◆ **Document section**
However, despite the casualties, and many others that go unreported, including those who perish as they try to cross the Sahara and the Mediterranean, the millions of the poor of the south are massing in the forests, on the hills and the sea shores that surround Fortress Europe.
Their numbers will continue to grow. They will persist in the effort to use their bodies as the assault force that will break down the walls of the Fortress that is maintained to guarantee the privileged lives of the rich, and insulate them from the pressing demands of the poor.
Fully understanding this reality, Spain's Secretary of State for Security, Antonio Camacho, has said: "Peeking over the gates of Melilla and Ceuta is the tip of a human iceberg formed by hundreds of thousands of African citizens 'expelled' from their own countries by hunger, war, poverty or persecution. This creates a delicate, complex and serious problem for (Spain)."
Walter de la Mare wrote:
"And he smote upon the door again a second time;
'Is there anybody there?' he said.
But no one descended to the Traveller;
No head from the leaf-fringed sill
Leaned over and looked into his grey eyes,
Where he stood perplexed and still.
But only a host of phantom listeners
That dwelt in the lone house then
Stood listening in the quiet of the moonlight
To that voice from the world of men...
And he felt in his heart their strangeness,
Their stillness answering his cry..."
Gravely disturbed by what de la Mare described, of the deliberate, indifferent stillness of human beings to the cries of other humans in need of help, TS Eliot asked the challenging question:
"When the familiar is suddenly strange
Or the well known is what we yet have to learn,
And two worlds meet, and intersect, and change...

◆ **Instructions**
- a) Reproduce the passage on migration to Europe word for word, from "Their numbers will" to "of the poor.".
- b) Write the next part of the passage on migration to Europe, picking up after its final line.

◆ **Excerpted data**

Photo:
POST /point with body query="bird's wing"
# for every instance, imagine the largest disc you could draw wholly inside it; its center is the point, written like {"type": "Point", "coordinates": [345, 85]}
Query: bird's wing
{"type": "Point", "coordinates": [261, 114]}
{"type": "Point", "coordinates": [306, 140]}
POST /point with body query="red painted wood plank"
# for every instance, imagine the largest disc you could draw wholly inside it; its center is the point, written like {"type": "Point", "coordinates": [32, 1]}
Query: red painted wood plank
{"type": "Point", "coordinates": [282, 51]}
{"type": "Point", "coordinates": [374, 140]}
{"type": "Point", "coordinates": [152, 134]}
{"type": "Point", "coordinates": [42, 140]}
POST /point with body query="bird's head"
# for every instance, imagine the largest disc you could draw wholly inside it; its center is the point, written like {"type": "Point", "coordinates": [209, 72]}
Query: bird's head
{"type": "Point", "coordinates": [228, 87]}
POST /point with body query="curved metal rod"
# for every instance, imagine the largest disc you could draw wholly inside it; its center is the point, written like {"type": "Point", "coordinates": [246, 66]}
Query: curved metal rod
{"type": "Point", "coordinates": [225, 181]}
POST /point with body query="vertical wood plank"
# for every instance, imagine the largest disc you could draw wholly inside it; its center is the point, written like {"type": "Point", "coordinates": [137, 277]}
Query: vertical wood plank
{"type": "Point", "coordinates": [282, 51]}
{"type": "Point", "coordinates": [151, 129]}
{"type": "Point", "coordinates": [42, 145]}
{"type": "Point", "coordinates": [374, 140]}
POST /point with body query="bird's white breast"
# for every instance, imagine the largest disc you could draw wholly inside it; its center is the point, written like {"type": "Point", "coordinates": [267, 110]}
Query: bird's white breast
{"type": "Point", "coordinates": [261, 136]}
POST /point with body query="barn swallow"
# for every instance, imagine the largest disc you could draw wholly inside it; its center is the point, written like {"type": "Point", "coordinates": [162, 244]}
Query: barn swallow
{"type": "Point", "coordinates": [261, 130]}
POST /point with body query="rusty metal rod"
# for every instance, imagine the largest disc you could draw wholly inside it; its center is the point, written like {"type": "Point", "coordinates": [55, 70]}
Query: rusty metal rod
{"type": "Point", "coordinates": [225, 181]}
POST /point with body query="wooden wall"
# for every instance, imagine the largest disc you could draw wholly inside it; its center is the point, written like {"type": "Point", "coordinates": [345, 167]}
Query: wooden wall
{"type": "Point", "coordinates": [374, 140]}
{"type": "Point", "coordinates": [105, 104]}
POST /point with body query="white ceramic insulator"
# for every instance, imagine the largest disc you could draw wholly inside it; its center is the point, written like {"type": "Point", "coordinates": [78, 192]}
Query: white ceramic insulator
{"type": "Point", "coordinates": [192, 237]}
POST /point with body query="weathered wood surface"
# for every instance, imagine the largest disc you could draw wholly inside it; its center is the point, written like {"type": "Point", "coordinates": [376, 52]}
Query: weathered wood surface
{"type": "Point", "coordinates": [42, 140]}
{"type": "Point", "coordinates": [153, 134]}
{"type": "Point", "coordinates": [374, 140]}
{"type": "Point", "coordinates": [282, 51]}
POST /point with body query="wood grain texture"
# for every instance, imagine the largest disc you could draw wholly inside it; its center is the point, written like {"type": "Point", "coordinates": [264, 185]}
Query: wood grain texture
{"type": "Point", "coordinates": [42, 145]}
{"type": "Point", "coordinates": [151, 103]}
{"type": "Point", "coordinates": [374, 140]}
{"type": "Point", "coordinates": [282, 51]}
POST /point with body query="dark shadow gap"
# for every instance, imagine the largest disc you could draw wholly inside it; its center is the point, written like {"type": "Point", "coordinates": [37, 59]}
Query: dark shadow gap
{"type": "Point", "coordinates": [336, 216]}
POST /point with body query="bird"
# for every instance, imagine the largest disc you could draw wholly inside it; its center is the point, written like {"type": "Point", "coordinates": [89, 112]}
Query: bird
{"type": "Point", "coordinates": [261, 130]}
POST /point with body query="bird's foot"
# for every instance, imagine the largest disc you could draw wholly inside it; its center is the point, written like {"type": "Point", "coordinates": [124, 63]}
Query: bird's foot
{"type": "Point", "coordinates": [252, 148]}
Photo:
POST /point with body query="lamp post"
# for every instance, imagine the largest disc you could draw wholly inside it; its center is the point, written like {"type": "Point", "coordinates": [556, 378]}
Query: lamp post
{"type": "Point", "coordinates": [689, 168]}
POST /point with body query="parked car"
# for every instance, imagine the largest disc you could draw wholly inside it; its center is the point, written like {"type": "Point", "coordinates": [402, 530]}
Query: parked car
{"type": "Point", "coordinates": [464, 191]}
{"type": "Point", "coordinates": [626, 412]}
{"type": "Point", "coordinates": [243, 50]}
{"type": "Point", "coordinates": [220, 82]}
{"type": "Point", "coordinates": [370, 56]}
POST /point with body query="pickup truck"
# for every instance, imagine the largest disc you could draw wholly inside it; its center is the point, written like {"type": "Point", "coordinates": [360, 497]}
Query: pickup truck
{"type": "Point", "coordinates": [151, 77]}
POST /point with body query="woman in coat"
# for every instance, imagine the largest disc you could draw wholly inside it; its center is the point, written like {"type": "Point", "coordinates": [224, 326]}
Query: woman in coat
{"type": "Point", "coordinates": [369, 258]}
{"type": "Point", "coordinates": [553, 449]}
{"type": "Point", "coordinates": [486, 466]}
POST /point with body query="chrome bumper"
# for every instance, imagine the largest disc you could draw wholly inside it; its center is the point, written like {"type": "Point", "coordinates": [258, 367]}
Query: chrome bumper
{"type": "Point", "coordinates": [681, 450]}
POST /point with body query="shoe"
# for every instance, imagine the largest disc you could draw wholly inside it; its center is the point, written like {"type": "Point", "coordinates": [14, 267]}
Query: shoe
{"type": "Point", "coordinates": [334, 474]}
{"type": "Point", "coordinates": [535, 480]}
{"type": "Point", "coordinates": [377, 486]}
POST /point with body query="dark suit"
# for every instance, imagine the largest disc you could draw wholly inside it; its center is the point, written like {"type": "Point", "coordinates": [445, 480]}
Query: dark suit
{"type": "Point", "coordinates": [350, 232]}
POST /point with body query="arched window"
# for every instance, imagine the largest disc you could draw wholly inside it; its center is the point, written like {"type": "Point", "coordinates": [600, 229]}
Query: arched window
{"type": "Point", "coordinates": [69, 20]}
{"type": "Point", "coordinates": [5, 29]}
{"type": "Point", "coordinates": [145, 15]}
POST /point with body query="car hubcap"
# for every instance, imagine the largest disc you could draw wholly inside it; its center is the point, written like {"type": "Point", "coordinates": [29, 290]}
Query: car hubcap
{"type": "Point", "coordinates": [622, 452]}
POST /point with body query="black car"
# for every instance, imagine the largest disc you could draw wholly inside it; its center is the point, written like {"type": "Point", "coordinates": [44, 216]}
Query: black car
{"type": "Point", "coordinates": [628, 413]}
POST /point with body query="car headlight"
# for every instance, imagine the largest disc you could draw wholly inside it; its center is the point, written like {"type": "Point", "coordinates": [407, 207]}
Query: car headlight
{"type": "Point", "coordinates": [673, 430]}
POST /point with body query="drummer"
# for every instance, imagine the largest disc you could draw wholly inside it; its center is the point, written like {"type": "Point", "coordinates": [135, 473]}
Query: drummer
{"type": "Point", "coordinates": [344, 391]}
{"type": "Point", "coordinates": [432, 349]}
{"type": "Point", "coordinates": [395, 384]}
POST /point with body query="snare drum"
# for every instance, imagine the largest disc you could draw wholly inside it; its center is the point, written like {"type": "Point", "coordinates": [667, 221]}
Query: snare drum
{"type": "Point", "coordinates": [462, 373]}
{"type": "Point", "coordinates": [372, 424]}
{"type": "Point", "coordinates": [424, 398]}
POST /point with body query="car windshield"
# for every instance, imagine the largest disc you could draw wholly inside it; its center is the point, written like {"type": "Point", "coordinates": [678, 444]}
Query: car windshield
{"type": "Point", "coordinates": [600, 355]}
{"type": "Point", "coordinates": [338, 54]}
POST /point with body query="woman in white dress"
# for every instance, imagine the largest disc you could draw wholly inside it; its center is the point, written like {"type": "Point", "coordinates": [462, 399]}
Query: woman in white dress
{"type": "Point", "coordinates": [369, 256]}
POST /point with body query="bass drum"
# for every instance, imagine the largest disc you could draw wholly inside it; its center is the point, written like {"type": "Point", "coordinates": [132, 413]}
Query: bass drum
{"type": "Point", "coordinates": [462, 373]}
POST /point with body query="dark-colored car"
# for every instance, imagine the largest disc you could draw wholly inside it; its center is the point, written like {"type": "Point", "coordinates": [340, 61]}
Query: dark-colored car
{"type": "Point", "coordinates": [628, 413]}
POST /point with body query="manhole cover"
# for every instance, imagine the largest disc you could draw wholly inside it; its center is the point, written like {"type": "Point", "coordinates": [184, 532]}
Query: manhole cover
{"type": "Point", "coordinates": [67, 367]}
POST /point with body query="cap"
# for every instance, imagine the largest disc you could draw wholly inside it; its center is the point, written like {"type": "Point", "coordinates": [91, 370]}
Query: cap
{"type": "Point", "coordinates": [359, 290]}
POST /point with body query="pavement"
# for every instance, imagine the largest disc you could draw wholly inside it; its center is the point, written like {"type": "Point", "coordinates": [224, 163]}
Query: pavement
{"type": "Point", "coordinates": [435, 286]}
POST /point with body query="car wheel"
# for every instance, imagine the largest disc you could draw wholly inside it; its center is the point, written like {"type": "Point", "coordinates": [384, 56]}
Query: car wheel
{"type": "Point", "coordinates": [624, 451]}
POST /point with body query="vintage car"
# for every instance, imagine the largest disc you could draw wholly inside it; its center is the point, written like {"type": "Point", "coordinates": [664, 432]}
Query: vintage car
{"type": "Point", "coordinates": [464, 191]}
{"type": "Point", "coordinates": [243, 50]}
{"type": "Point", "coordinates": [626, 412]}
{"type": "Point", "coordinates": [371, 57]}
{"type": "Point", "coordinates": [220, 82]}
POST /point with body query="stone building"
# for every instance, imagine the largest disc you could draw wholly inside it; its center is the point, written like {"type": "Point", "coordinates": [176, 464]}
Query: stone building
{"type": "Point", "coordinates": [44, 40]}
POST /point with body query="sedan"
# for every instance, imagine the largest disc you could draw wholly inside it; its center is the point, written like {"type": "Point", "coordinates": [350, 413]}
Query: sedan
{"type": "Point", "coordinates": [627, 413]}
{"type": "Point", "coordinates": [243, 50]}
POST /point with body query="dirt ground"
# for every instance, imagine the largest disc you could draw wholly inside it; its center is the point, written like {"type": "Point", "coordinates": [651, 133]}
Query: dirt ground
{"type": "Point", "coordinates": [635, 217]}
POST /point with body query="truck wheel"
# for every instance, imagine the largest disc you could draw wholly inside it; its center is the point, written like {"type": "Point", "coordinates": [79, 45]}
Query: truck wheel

◆ **Exercise responses**
- a)
Their numbers will continue to grow. They will persist in the effort to use their bodies as the assault force that will break down the walls of the Fortress that is maintained to guarantee the privileged lives of the rich, and insulate them from the pressing demands of the poor.

- b)
When the nocturnal traveller can arouse
No sleeper by his call; or when by chance
An empty face peers from an empty house;
By whom, and by what means, was this designed?"
When the familiar call for human solidarity suddenly becomes strange, and we have to learn new things about the relations among human beings; when, contrary to universal custom and tradition, even travellers receive no friendly answer when they knock on moonlit doors, the question must be posed - who is responsible for creating the circumstances such that those who live in comfortable homes, used to receiving the occasional traveller, will not even acknowledge that they are at home, even as:
"Ay, they heard his foot upon the stirrup,
And the sound of iron on stone,
And how the silence surged softly backward,
When the plunging hoofs were gone."
At Ceuta and Melilla and elsewhere in Fortress Europe, there will be no silence surging softly backwards, occasioned by the receding steps of the departing African poor. The phantom-like European listeners, the "empty faces peering from (apparently) empty houses", will have no opportunity tomorrow to say that the plunging hoofs are gone.
They will still have to answer the question that TS Eliot posed - when the familiar is suddenly strange, when the nocturnal traveller can arouse no sleeper by his call, by whom, and by what means, was this designed? When the rich close their ears to the cries of the poor, contrary to their own interests, indicating that we have yet to learn what is well known, all humanity will have to answer the question - by whom, and by what means, was this disastrous outcome designed?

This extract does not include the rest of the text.